## Work order
Please edit the forum post below about a child's fear of dogs: write it out again starting with "I would always" and going on through "come across them.", with "manners" replaced by "etiquette".

Hi OP, sorry to hear about your bad experience - my DS2 (Aspergers) used to be horribly phobic of dogs, reacting just as you described. We also had to deal with dog-owners who would try to be helpful but really not understand, the "oh he's really friendly, he won't bite" comments, and the not so helpful "that child's the one who should be on a lead" (yes, really Sad). We have an amazing Autistic charity near us and in desperation I contacted them, and they put me in touch with another group who do animal therapy with SEN kids. It really has been nothing short of a miracle - we even have our own dog now Grin.

What really seemed to be the turning point was when DS2 understood that waving your arms about and screaming just got the dogs excited and made them want to play. When he saw with his own eyes that if you stand still, fold your arms across your chest and "look for rain" (head up no eye contact), they just run past you - or at most give you a quick sniff!! I understand that language is a problem but do you think you might be able to explain or demonstrate that somehow to your DS? It might be worth contacting the National Autistic Society in your area, or the Kennel Club - they do lots of courses for children and other work with SENs and might be able to put you in contact with someone who can help. Hope this gives you some ideas

wordfactory · 07/08/2012 18:52

I would always whenever possible stop my dog jumping up. It's just good manners.

However, I really would work on any child's fear of dogs as they are bound to come across them.

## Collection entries
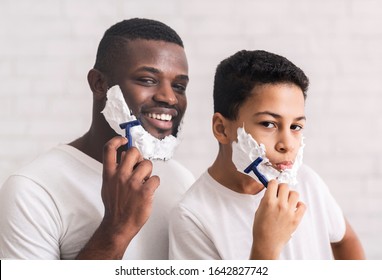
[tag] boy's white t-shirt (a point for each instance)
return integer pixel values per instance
(51, 208)
(214, 222)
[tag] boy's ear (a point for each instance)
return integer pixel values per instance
(98, 84)
(220, 128)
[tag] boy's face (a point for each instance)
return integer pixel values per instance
(274, 115)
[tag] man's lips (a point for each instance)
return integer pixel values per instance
(160, 118)
(284, 165)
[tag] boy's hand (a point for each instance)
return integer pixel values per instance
(277, 217)
(127, 189)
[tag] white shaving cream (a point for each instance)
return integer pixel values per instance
(246, 150)
(117, 112)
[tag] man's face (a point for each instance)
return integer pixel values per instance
(153, 76)
(274, 115)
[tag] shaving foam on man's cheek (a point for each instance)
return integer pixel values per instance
(117, 112)
(246, 150)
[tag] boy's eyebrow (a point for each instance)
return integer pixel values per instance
(157, 71)
(277, 116)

## The completed task
I would always whenever possible stop my dog jumping up. It's just good etiquette.

However, I really would work on any child's fear of dogs as they are bound to come across them.